Reproduce everything in the account of the scooter accident from "I nearly lost" down to "the scooter go.", word for word.

• [EXCERPT PROVIDED]
┌──
I nearly lost two of my toes when I was a kid. [Note: true story, for the record.] I was riding a Honda "Kick and Go" scooter. It was like a Razor scooter, but a little bigger, and it had this little pedal at the back you would pump with your foot to make the scooter go.

There was a decal with "rules" on the handlebars. One of those rules was "no bare feet." I'm a fuckin' kid! Think I'm going to pay attention to your silly rules?! Bah!

So I'm laying in the middle of the hot-ass street, in August, with the second and third toes on my right foot wedged between the tire and the chain. Now the chain, being a moving part (and greased up) was gradually slicing into my toes - went all the way to the bone, incidentally. I don't know which hurt worse - my toes, or my ass and legs. I don't know if you really can fry an egg on a hot sidewalk, but I know you can braise a seven year-old!
└──
Source data
┌──
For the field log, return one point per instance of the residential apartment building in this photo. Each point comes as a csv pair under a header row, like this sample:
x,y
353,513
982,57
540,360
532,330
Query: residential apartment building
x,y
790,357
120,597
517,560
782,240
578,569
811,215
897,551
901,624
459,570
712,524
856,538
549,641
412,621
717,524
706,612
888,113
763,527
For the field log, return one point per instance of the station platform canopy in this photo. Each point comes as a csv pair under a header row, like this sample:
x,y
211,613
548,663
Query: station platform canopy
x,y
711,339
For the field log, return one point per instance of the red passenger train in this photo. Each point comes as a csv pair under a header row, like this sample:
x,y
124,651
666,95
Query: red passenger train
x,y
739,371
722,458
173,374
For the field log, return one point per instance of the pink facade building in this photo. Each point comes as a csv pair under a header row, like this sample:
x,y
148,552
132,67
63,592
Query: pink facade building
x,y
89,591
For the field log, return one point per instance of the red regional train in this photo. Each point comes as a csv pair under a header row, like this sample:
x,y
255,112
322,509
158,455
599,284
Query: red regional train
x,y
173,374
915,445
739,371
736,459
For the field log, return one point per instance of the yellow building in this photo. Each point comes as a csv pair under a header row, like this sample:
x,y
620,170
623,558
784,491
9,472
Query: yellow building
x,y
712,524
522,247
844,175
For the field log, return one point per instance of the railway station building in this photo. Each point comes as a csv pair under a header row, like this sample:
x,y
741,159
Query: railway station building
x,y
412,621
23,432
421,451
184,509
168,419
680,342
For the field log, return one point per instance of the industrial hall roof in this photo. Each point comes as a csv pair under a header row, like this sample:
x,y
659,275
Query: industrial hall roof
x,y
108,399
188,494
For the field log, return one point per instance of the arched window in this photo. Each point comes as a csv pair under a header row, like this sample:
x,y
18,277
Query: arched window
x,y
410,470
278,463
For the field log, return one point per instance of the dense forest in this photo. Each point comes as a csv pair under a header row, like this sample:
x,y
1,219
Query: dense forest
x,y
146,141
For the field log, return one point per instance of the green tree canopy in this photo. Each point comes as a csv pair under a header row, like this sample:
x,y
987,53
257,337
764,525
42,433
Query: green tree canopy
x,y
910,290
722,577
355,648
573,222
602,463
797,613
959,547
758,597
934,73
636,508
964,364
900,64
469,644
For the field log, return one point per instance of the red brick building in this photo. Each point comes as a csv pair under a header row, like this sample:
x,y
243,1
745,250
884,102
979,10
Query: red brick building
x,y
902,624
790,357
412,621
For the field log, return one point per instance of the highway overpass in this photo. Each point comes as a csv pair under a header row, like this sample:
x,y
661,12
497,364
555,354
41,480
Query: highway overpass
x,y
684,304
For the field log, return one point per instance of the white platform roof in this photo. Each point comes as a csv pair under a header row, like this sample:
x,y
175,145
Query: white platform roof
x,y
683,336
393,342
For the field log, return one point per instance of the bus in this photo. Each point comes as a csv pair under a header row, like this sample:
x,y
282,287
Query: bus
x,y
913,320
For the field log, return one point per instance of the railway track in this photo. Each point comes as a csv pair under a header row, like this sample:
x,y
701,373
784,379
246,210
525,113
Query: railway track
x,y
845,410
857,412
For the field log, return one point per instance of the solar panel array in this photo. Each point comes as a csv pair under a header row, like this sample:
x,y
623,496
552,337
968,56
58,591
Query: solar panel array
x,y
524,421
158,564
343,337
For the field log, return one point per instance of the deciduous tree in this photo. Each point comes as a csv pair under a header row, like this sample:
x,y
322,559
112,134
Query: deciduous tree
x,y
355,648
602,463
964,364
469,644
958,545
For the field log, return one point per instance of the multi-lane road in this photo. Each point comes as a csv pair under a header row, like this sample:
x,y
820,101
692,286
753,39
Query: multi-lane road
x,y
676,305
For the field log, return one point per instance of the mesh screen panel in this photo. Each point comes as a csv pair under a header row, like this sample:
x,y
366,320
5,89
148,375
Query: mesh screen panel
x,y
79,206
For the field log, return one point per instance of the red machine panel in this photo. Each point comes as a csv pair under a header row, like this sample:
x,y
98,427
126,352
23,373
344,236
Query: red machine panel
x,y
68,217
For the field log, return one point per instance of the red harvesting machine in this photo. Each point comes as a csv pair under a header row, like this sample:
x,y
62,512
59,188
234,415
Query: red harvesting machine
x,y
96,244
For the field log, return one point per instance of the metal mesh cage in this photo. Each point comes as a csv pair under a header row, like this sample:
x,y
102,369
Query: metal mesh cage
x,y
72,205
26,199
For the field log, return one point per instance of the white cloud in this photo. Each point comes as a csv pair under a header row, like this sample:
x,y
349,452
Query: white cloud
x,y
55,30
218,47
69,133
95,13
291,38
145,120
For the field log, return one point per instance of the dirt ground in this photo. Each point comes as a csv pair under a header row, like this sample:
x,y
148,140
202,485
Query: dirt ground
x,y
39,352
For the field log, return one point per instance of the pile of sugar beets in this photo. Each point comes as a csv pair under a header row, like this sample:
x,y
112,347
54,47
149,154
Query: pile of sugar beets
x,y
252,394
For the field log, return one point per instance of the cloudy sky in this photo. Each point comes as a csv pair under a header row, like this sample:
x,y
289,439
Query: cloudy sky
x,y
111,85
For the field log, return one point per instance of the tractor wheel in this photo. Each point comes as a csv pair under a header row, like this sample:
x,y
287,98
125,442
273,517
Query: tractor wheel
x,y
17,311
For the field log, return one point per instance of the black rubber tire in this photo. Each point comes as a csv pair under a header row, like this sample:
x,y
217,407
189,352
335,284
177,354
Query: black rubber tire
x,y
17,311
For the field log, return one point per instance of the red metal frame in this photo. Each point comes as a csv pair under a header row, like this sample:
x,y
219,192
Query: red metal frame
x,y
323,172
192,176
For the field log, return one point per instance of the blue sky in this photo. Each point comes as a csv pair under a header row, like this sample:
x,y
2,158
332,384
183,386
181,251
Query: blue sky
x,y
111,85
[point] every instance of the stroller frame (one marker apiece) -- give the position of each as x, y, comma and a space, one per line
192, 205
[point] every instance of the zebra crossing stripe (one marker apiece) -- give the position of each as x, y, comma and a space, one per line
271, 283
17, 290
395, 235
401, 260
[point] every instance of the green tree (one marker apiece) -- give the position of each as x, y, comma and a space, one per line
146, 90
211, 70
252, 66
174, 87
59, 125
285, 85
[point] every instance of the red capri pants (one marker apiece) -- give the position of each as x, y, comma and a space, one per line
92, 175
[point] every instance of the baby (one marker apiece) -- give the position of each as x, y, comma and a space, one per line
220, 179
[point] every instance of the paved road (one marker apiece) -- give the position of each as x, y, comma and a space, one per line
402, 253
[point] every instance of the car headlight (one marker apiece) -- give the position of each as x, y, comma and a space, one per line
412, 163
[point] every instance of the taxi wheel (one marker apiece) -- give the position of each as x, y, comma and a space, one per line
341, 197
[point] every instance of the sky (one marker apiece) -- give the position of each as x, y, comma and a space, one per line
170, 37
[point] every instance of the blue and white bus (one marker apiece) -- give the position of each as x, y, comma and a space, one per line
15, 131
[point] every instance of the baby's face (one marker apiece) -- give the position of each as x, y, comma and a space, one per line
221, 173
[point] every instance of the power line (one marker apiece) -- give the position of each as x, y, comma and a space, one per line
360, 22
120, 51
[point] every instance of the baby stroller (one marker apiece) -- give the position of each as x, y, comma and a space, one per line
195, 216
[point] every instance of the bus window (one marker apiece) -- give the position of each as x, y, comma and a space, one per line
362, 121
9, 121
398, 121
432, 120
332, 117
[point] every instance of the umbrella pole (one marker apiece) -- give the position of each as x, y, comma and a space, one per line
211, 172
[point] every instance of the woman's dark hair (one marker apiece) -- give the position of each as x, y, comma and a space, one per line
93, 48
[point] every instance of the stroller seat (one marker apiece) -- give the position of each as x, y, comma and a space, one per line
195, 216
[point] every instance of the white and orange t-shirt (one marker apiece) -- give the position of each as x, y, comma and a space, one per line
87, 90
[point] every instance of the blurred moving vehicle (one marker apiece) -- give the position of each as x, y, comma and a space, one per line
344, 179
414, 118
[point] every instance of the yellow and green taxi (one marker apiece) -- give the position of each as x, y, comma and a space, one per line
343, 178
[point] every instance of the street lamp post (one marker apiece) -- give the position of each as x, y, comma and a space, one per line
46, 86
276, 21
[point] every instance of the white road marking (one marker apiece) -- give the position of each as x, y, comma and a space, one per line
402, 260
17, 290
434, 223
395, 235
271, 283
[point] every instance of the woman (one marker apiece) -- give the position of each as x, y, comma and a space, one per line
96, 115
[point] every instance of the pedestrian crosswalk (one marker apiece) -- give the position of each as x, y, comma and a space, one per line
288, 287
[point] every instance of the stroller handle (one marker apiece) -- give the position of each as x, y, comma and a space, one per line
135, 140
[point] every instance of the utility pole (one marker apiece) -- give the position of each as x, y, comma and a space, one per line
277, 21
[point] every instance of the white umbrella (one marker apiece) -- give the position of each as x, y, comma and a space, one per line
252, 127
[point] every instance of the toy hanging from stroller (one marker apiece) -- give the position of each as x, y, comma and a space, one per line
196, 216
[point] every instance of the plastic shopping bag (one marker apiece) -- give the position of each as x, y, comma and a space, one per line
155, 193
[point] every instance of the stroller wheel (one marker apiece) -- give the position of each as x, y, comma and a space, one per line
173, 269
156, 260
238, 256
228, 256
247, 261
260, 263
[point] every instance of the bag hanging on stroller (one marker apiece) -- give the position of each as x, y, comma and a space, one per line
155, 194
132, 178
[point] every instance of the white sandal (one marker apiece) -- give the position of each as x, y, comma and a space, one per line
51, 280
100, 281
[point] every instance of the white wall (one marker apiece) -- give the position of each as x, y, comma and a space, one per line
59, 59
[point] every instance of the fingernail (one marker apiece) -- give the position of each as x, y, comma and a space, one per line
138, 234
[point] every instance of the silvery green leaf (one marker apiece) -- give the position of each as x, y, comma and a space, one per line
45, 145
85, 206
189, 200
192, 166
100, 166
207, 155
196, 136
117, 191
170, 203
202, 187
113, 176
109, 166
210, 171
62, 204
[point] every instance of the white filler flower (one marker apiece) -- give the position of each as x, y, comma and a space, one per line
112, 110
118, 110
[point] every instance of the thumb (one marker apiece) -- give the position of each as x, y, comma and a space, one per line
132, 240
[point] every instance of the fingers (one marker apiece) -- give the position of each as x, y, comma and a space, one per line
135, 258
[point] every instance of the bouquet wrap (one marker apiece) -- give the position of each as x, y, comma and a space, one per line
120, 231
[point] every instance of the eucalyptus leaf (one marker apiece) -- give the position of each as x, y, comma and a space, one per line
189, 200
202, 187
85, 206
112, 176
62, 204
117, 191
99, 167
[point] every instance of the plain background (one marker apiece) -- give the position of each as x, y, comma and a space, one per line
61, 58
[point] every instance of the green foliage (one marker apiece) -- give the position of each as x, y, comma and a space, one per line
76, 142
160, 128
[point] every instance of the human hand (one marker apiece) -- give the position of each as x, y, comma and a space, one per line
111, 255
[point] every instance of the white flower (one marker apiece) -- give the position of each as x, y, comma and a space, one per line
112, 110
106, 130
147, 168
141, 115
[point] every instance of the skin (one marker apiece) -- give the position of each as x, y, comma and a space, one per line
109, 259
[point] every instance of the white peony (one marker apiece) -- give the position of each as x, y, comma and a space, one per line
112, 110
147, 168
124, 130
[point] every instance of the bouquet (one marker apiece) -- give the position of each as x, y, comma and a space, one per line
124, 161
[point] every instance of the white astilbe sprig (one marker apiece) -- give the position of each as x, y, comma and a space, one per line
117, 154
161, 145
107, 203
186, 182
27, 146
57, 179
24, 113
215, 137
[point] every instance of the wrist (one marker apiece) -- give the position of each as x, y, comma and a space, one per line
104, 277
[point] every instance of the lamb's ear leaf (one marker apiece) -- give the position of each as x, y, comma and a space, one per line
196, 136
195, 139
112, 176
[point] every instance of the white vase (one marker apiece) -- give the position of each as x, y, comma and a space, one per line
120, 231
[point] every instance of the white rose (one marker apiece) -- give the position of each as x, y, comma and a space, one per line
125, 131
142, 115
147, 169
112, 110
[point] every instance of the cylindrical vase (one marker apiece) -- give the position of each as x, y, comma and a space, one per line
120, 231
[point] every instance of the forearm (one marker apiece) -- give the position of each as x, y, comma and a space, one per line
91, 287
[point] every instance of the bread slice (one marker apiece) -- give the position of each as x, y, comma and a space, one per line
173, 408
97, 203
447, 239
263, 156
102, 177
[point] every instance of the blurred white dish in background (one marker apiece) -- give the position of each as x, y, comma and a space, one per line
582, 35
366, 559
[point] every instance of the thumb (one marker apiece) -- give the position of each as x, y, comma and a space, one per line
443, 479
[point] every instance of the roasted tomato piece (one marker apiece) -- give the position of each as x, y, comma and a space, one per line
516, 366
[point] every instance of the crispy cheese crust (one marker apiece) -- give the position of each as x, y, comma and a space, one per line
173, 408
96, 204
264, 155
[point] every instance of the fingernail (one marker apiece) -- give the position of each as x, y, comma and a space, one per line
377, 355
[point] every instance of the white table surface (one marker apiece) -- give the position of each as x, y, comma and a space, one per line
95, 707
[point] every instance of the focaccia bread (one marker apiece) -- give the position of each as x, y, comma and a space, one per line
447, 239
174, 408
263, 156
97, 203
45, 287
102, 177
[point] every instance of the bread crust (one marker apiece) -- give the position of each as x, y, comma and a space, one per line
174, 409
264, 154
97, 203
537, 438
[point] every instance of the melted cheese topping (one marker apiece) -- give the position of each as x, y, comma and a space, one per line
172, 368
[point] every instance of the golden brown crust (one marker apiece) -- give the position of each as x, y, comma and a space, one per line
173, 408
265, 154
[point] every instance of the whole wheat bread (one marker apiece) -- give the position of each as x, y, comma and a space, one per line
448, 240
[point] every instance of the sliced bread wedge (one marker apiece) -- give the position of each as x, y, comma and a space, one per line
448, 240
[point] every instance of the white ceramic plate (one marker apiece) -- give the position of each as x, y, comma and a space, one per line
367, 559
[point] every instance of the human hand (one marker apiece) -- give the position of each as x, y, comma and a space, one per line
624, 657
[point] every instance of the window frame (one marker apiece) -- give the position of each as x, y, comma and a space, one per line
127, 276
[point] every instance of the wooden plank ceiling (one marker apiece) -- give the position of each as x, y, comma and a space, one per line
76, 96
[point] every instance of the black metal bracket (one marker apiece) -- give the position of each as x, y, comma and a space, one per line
└──
• [EXERCISE SOLUTION]
I nearly lost two of my toes when I was a kid. [Note: true story, for the record.] I was riding a Honda "Kick and Go" scooter. It was like a Razor scooter, but a little bigger, and it had this little pedal at the back you would pump with your foot to make the scooter go.